[Referring expression data]
=====
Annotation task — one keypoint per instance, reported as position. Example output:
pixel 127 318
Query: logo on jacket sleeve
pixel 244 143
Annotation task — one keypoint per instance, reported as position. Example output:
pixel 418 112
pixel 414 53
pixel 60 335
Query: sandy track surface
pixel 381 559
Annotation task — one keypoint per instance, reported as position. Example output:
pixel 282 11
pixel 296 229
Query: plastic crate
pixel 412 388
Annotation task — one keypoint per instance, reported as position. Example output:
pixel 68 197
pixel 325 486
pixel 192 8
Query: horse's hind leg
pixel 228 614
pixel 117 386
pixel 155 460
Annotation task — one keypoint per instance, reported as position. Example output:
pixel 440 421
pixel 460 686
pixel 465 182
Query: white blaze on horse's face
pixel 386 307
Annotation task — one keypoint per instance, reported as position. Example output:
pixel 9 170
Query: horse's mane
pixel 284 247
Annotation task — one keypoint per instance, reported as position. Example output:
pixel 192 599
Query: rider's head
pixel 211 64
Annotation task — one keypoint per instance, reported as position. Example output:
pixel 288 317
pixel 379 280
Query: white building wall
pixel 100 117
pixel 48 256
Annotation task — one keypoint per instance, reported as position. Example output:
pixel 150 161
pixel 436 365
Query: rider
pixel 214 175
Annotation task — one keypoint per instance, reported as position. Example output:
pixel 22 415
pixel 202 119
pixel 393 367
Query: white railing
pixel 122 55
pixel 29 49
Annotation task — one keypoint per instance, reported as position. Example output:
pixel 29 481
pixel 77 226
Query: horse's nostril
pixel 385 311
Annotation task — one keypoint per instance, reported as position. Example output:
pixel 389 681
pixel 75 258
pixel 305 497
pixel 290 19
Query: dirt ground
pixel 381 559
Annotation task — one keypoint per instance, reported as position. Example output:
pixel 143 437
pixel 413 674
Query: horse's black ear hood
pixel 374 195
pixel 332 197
=====
● What the task requires
Preserving every character, copy the records above out again.

● Solution for this task
Annotation task — one keypoint per instance, reported as position. Example output:
pixel 127 318
Query: logo on jacket sleeve
pixel 244 143
Annotation task — one keypoint per instance, reported as position. Example output:
pixel 418 112
pixel 414 53
pixel 60 335
Query: sandy track surface
pixel 381 559
Annotation task — one keypoint per instance, reported as position. Example output:
pixel 282 11
pixel 296 229
Query: plastic crate
pixel 412 388
Annotation task — one keypoint per instance, reported as position. Example output:
pixel 68 197
pixel 325 486
pixel 192 8
Query: horse's hind leg
pixel 228 614
pixel 117 386
pixel 155 460
Annotation task — one keypoint per instance, reported as position. Example output:
pixel 440 421
pixel 460 686
pixel 465 182
Query: white blaze on horse's face
pixel 386 307
Annotation task — one keypoint per instance, reported as position. Example output:
pixel 9 170
Query: horse's mane
pixel 284 247
Annotation task — one keypoint per instance, reported as position. Example output:
pixel 192 599
Query: rider's head
pixel 211 64
Annotation task — one keypoint per instance, reported as position. Example output:
pixel 288 317
pixel 379 280
Query: white building wall
pixel 100 117
pixel 48 256
Annotation task — one keypoint per instance, reported as position. Example output:
pixel 150 161
pixel 436 365
Query: rider
pixel 214 175
Annotation task — one keypoint per instance, reported as position. Example output:
pixel 22 415
pixel 202 119
pixel 393 367
Query: white railing
pixel 122 55
pixel 29 49
Annotation task — one keypoint per instance, reported as position. Example output:
pixel 29 481
pixel 77 226
Query: horse's nostril
pixel 385 311
Annotation task — one keypoint per instance, reported as position. Example output:
pixel 389 681
pixel 75 258
pixel 305 497
pixel 290 19
Query: dirt ground
pixel 381 559
Annotation task — one keypoint per instance, reported as position. Example output:
pixel 143 437
pixel 413 674
Query: horse's black ear hood
pixel 374 195
pixel 332 197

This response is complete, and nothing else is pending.